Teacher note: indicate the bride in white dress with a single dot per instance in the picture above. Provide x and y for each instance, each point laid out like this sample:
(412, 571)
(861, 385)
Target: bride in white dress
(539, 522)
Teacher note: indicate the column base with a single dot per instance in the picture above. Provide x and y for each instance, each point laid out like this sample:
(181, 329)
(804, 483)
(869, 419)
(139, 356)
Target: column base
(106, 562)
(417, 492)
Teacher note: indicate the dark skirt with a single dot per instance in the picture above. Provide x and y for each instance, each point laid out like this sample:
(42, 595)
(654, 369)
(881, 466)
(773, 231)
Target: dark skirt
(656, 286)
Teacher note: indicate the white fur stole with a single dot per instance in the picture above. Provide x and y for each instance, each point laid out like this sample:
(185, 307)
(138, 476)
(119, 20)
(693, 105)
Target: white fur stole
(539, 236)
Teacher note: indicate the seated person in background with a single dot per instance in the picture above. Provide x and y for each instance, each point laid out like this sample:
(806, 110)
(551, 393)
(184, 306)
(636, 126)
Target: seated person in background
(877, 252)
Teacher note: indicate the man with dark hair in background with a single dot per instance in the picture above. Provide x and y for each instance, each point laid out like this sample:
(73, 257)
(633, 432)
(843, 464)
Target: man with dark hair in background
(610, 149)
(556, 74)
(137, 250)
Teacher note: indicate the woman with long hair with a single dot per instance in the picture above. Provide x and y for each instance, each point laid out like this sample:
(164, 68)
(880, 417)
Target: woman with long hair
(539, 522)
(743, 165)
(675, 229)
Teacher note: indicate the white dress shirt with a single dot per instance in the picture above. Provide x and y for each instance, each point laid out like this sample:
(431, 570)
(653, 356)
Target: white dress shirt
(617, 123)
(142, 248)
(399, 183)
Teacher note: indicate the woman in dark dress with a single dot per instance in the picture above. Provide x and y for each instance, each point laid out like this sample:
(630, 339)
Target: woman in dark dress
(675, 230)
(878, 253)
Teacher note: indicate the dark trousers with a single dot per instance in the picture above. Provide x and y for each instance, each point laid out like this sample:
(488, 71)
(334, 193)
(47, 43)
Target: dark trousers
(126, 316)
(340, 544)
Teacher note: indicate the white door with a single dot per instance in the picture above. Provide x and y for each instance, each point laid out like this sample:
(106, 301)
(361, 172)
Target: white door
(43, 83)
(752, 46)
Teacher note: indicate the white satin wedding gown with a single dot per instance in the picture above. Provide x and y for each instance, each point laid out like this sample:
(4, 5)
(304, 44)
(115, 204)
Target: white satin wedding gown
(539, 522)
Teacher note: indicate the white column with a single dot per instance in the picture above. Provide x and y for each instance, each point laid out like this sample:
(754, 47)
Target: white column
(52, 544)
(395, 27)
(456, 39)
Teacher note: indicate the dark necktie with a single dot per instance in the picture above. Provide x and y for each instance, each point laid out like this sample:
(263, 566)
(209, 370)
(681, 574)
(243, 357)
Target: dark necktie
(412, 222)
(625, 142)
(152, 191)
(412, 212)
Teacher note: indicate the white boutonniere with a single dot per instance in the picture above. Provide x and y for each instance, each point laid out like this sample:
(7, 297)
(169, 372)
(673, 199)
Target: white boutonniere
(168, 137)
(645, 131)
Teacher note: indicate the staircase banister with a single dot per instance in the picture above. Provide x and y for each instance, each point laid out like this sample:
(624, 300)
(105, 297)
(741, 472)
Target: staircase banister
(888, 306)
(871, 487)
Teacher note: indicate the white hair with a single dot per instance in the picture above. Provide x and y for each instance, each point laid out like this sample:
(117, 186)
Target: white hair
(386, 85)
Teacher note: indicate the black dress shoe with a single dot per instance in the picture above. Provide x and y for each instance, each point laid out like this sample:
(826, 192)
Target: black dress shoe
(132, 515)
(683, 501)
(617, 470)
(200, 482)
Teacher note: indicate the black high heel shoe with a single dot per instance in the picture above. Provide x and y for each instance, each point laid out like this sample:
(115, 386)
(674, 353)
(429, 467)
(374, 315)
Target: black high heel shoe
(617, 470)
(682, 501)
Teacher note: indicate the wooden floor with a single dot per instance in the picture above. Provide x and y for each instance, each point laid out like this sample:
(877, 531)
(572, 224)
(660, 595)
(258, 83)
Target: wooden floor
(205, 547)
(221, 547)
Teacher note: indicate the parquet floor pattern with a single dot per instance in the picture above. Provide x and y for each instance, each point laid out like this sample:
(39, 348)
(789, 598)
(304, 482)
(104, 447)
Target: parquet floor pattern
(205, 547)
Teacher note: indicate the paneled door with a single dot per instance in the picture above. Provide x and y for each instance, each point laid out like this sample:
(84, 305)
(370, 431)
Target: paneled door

::::

Task description ▸ Each entry above should be restated exactly as supplied.

Task solution ▸
Teacher note: indicate the bride in white dress with a single dot per instance in the picture above. Provide x and y for each instance, each point laid out like this sample:
(412, 571)
(861, 385)
Target: bride in white dress
(539, 522)
Teacher note: indicate the column base with a single dot per instance in the picture above. Provide x and y for each instance, each point laid out like this sample:
(181, 329)
(804, 483)
(869, 419)
(139, 356)
Target: column base
(106, 562)
(417, 492)
Teacher note: indicate the dark skirt with a single dot per instance in the picture above. Provide x and y for each instance, each point laid out like this sample:
(42, 595)
(654, 369)
(881, 466)
(773, 231)
Target: dark skirt
(656, 286)
Teacher note: indicate the white fur stole with a single dot per instance in the picture above. Provide x and y for each instance, each point laid out like this sample:
(185, 307)
(138, 476)
(119, 20)
(693, 105)
Target: white fur stole
(539, 236)
Teacher note: indicate the seated person in background with a single dot per instance in the picture above. Provide x and y for each instance, each point laid out like this sample:
(806, 110)
(551, 393)
(184, 306)
(636, 126)
Target: seated person in background
(877, 252)
Teacher note: indicate the man with dark hair in background with a single dot per instance in the picture above. Provide x and y for each instance, each point laid out like this sample:
(73, 257)
(633, 432)
(843, 464)
Target: man with dark hair in background
(610, 149)
(556, 74)
(137, 250)
Teacher note: indicate the woman with long hair with a single dot per instance in the picture above. Provide x and y for each instance, each point laid out like this sample:
(164, 68)
(880, 417)
Target: woman with long hair
(539, 522)
(743, 165)
(675, 229)
Teacher note: indicate the white dress shirt with a single dot per instance in the picture above. Provide x and y for each instance, each point laid out like this sample:
(431, 570)
(653, 356)
Target: white dress shirt
(617, 123)
(142, 248)
(399, 183)
Teacher note: indicate the woman in dark dress with a single dot per instance in the picture above. Provide x and y for each instance, each point laid out like this sample:
(630, 339)
Target: woman in dark dress
(675, 230)
(878, 253)
Teacher note: indicate the dark trousers with a single dot per instance in the picture above. Provide x and y for each instance, each point laid out like this sample:
(488, 71)
(334, 193)
(47, 43)
Target: dark trousers
(126, 316)
(340, 544)
Teacher note: indicate the white door with a single dot per instance in the picture above. Provide x and y for each instance, each point laid out like this sample:
(106, 301)
(361, 172)
Target: white door
(43, 83)
(752, 46)
Teacher note: indicate the white satin wedding gown with a single dot per instance in the picture above. Provide x and y for each instance, each point laid out like this sample:
(4, 5)
(304, 44)
(115, 204)
Target: white satin wedding gown
(539, 522)
Teacher note: indicate the white column with a single dot per instance in the picture above. Provide x and y for each instance, each point laid out like this sample:
(754, 47)
Target: white column
(52, 544)
(395, 27)
(456, 39)
Teacher note: indicate the dark necktie with a single dot per instance in the picture above. Provide x and y for each instance, each point laid out like this sample:
(263, 566)
(209, 370)
(681, 574)
(243, 357)
Target: dark necktie
(412, 222)
(625, 142)
(152, 191)
(412, 212)
Teacher note: indicate the white boutonniere with a single dot per instance in the picture above. Provide x and y for each instance, each point laid out like this sample:
(7, 297)
(169, 372)
(673, 199)
Target: white boutonniere
(168, 137)
(645, 131)
Teacher note: indicate the staircase banister with a single dot per instance in the picture above. Provide x and y for each instance, each point laid out like this sample:
(624, 300)
(105, 297)
(741, 472)
Target: staircase banister
(888, 306)
(871, 487)
Teacher note: indicate the white hair with a single dot per instance in the picture above. Provide x and y for each instance, each point laid out like this sample:
(117, 186)
Target: white hair
(386, 85)
Teacher note: indicate the black dress shoe with a single dot per instance in the picture above. Provide x and y for each instance, each point laid out like this sample:
(826, 192)
Target: black dress shoe
(132, 515)
(683, 501)
(617, 470)
(200, 482)
Teacher note: indicate the black high heel shoe with a single dot per instance in the picture above. Provide x and y for each instance, each point laid out like this sample:
(115, 386)
(674, 353)
(429, 467)
(374, 315)
Target: black high heel shoe
(617, 470)
(682, 501)
Teacher note: indicate the wooden floor with a single dot per instance in the picture above. Provide x and y for each instance, each point laid out like this sample:
(877, 531)
(572, 224)
(660, 595)
(258, 83)
Target: wooden floor
(205, 547)
(221, 547)
Teacher note: indicate the parquet floor pattern with a single dot per instance in the picture above. Provide x and y for each instance, each point laid out like this sample:
(39, 348)
(789, 598)
(304, 482)
(104, 447)
Target: parquet floor pattern
(205, 547)
Teacher note: indicate the paneled door with a single dot per instance in the picture above. Provide x and y for each instance, each point laid out like this sample:
(84, 305)
(370, 431)
Target: paneled door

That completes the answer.